- _Prompt_:
From the first line to the last, copy the material word for word; pictures stay out.

- _Information shown_:
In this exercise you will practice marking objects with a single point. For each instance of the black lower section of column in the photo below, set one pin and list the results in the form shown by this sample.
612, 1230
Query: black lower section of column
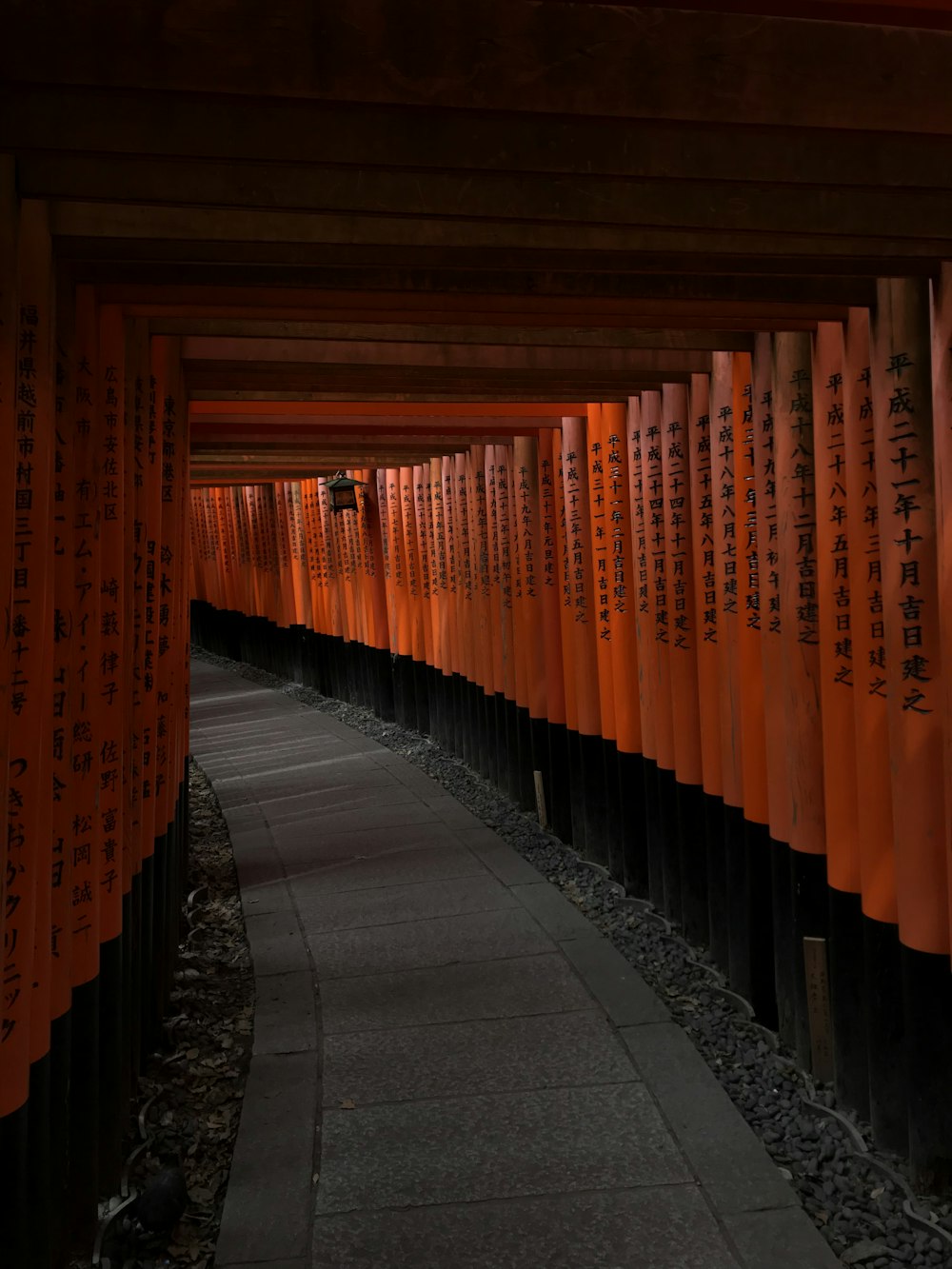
593, 792
560, 800
692, 841
631, 782
726, 882
848, 1001
718, 882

- _Answer box_:
In this exercise you will practice marking objects with a single point. For each instance of the black lower section of column in the photo below, set one pin and list the results in the form shown by this sample.
612, 1230
Query: black lower section of column
593, 792
560, 800
692, 841
631, 782
726, 882
848, 1001
718, 882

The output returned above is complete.